• Goal
Rewrite all of the material below, changing "visual grounding assistant" to "object localization assistant" and leaving everything else as it is. Omit the pictures from your answer.

• Supplied records
================

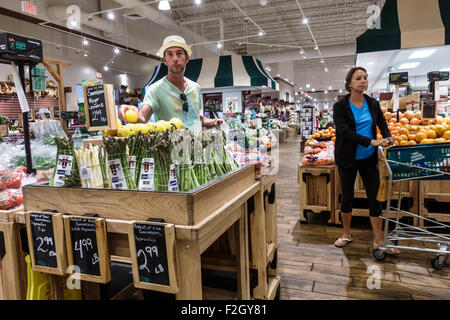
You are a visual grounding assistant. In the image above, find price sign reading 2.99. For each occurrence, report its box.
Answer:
[129,222,177,293]
[65,217,110,283]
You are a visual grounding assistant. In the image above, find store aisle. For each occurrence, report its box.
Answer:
[276,137,450,300]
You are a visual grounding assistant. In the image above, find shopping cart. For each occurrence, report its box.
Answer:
[373,143,450,270]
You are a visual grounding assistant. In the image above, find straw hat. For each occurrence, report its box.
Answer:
[158,36,192,58]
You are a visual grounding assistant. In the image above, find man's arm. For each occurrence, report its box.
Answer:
[119,104,153,123]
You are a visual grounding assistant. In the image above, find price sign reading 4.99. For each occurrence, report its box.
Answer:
[129,222,178,293]
[26,212,67,275]
[65,217,110,283]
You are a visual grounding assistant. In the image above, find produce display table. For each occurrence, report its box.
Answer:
[297,164,337,224]
[1,165,264,299]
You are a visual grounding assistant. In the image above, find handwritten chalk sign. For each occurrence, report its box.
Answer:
[84,84,118,131]
[25,212,67,275]
[128,221,178,293]
[422,101,437,120]
[64,216,111,283]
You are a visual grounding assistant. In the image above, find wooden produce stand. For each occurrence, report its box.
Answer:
[298,164,337,224]
[418,180,450,228]
[249,175,280,300]
[0,207,26,300]
[12,165,258,299]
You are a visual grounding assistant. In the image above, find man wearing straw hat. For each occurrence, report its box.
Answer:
[119,35,222,131]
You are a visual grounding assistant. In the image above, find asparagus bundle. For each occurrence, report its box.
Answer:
[75,145,104,188]
[127,131,144,186]
[98,147,109,189]
[103,137,136,190]
[49,137,80,187]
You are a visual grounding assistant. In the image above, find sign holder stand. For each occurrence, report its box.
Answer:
[128,221,179,294]
[63,215,111,283]
[25,212,67,275]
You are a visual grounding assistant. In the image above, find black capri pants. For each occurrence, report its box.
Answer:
[338,150,382,217]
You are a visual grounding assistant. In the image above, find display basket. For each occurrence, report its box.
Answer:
[386,142,450,181]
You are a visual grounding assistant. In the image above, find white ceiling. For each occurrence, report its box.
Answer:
[0,0,385,105]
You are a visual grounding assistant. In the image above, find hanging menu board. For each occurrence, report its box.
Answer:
[128,221,178,293]
[84,84,118,131]
[25,212,67,275]
[422,101,437,120]
[64,216,111,283]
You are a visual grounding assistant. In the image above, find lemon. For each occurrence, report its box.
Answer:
[169,117,183,129]
[125,109,138,123]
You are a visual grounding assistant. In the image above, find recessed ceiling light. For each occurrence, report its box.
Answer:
[398,62,420,70]
[408,49,436,59]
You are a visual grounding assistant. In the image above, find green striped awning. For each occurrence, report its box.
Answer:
[145,55,279,90]
[356,0,450,54]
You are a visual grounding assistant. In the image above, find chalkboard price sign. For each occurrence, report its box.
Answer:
[86,85,108,127]
[84,84,117,131]
[26,212,67,275]
[422,101,437,120]
[130,222,178,293]
[64,216,110,283]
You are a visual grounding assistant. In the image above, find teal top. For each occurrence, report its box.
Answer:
[348,99,375,160]
[143,77,203,132]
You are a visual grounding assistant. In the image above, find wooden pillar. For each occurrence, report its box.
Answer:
[0,222,26,300]
[176,240,203,300]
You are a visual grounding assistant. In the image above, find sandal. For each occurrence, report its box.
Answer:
[334,236,353,248]
[373,247,402,255]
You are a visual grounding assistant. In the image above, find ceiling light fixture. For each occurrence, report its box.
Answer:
[398,62,420,70]
[408,49,436,59]
[158,0,170,11]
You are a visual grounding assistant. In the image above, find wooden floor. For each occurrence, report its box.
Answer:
[276,137,450,300]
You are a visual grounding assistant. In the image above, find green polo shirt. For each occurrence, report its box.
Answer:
[143,77,203,131]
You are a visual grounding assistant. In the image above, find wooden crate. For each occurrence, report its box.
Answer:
[334,166,419,226]
[298,164,335,223]
[23,165,255,226]
[419,180,450,227]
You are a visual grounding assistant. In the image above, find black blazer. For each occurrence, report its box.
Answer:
[333,94,391,168]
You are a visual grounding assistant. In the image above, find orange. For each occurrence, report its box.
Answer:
[416,131,427,143]
[442,130,450,140]
[400,128,409,135]
[427,130,436,139]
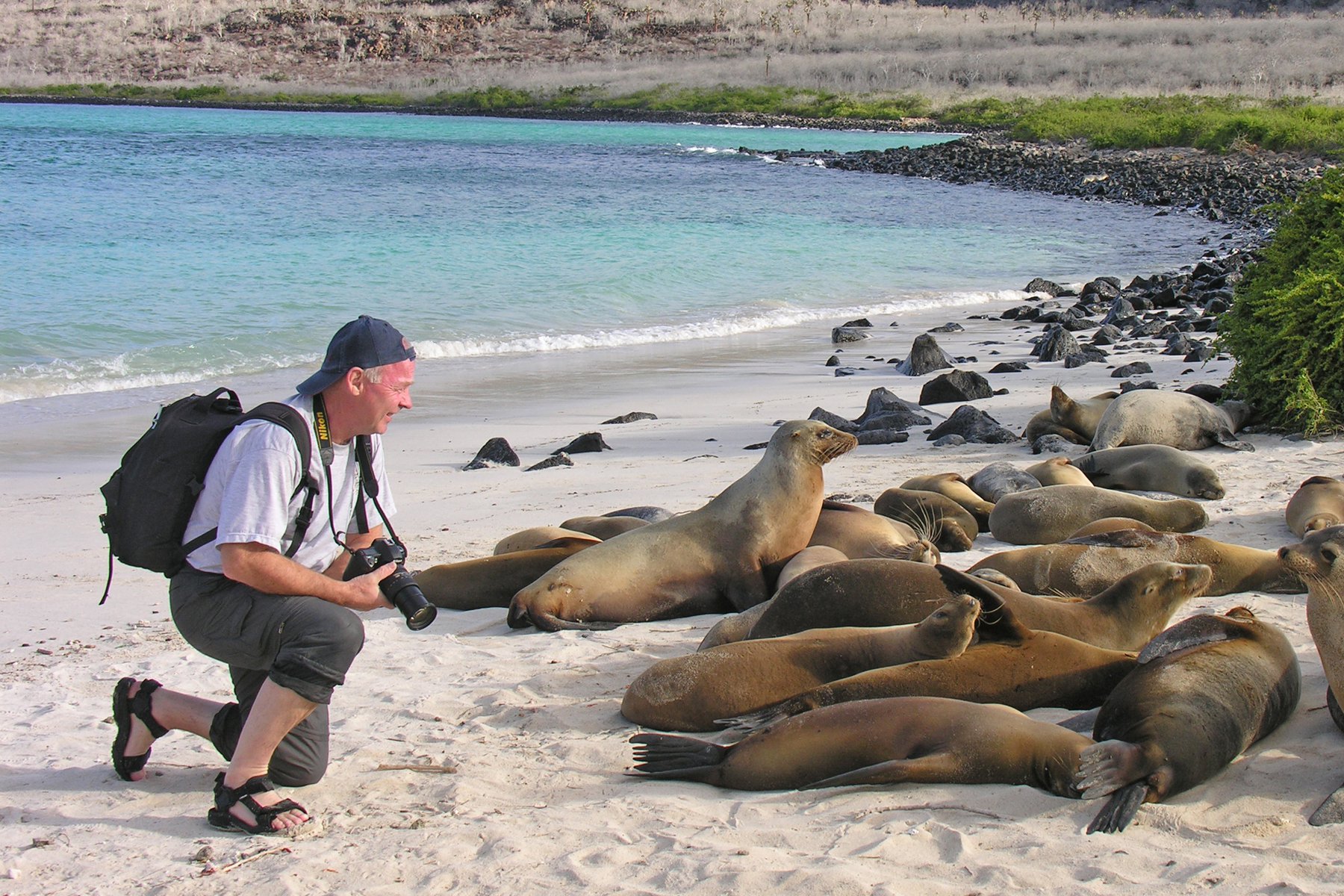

================

• Written response
You are a object localization assistant. In the image above, find price sign reading 2.99. For each occurrence, report its box.
Answer:
[129,222,177,293]
[65,217,110,283]
You are a object localization assistant. In the image above, find store aisle. For each occurrence, report its box.
Answer:
[276,137,450,300]
You are a object localization assistant. In the image above, find shopping cart. For each occurrence, report its box.
Answer:
[373,143,450,270]
You are a object localization assistant. In the image above, find straw hat. For each occurrence, report its box.
Answer:
[158,36,192,58]
You are a object localization assistant. In the image above, find man's arm. For each occurrence, report its box.
Answer:
[119,104,153,123]
You are a object localization assistant. In the image above, find price sign reading 4.99. For each occurrence, report its box.
Answer:
[129,222,178,293]
[26,212,67,275]
[65,217,110,283]
You are a object localization assistant. In the image above, find produce display table. For each occurrence, report its box.
Answer:
[297,164,337,224]
[1,165,264,299]
You are a object localization assistant. In the image above, find handwritten chalk sign. For each occurrence, report its box.
Answer:
[84,84,118,131]
[25,212,67,275]
[128,221,178,293]
[422,101,437,120]
[64,216,111,283]
You are a object localization assistant. In the image above, find wooden produce stand. For each occurrence, report its box.
Answer:
[298,164,337,224]
[418,180,450,228]
[249,175,280,300]
[0,207,26,300]
[12,165,258,299]
You are a object localization assistant. In the image above, find man wearing straw hat. For each occurrence, report its box.
Answer:
[119,35,222,131]
You are a object localization assistant. In the image above, find asparagus bundle. For each occurrence, report its box.
Answer:
[75,145,104,188]
[127,131,144,186]
[98,147,109,189]
[103,137,136,190]
[49,137,80,187]
You are a object localization assistant. In the image above, find sign holder stand. For each occurrence, report its box.
Answer:
[128,221,179,294]
[63,215,111,283]
[25,212,67,275]
You are a object localization assistant. In the image above, find black capri pants. For each occurrence, report its box.
Answer:
[338,150,382,217]
You are a object localization assistant. In the image above, find display basket. For each occurrence, report its box.
Answer:
[386,142,450,181]
You are a object localization assistant. In the image above, find white ceiling. For each occurrence, report its box.
Answer:
[0,0,385,105]
You are a object localization assistant. In the image above, find hanging menu board. For each occurrence, report its box.
Answer:
[128,221,178,293]
[84,84,118,131]
[25,212,67,275]
[422,101,437,120]
[64,216,111,283]
You are a object localization assistant. In the image above, find lemon. For each occurrence, report its box.
Answer:
[169,117,183,129]
[125,109,138,123]
You are a object localization assistant. In the image above, find recessed ceiling light. For each occurrence, report its box.
Answer:
[398,62,420,70]
[408,49,436,59]
You are a object localization assistant. In the image above, find green striped awning. For each occurrence, report its box.
Answer:
[145,55,279,90]
[356,0,450,54]
You are a object localization assistant. In the image above, find chalkboard price sign. For each occurrence, report its box.
Answer:
[86,85,108,127]
[84,84,117,131]
[26,212,67,275]
[422,101,437,120]
[130,222,178,293]
[64,216,110,283]
You are a object localization assistant. In the image above, find teal top. For each occurrence, report its box.
Answer:
[348,99,375,160]
[143,77,203,132]
You are a object localization assistant. In the image above, find wooden pillar. For each occurrence, report its box.
Answer:
[0,222,26,300]
[176,240,203,300]
You are a object localization assistant. In the image above, find sandal. For each occurrence, report its box.
Answer:
[334,236,353,248]
[373,247,402,255]
You are a object localization assistant. In the image above, find ceiling light fixture. For each occurrence, report its box.
Answer:
[398,62,420,70]
[408,49,436,59]
[158,0,170,11]
You are a object localization assistant. In the image above, find wooden floor. For each occurrence, report its box.
Answer:
[276,137,450,300]
You are a object localization assistant. In the image above, find green polo shirt. For each occurrence, report its box.
Answer:
[143,77,203,131]
You are a object localization assistant. In the image above, find wooden crate. For each occurrence, report its box.
Answer:
[334,166,419,226]
[298,164,335,223]
[23,165,255,226]
[419,180,450,227]
You are a object localization assistant. In the image above, find black blazer. For each occurrence, report its box.
Answer:
[333,94,391,168]
You are a object localization assistant. In the image above, find orange. For each occurrence, report its box.
Answer:
[416,131,427,143]
[442,130,450,140]
[400,128,409,135]
[427,130,436,139]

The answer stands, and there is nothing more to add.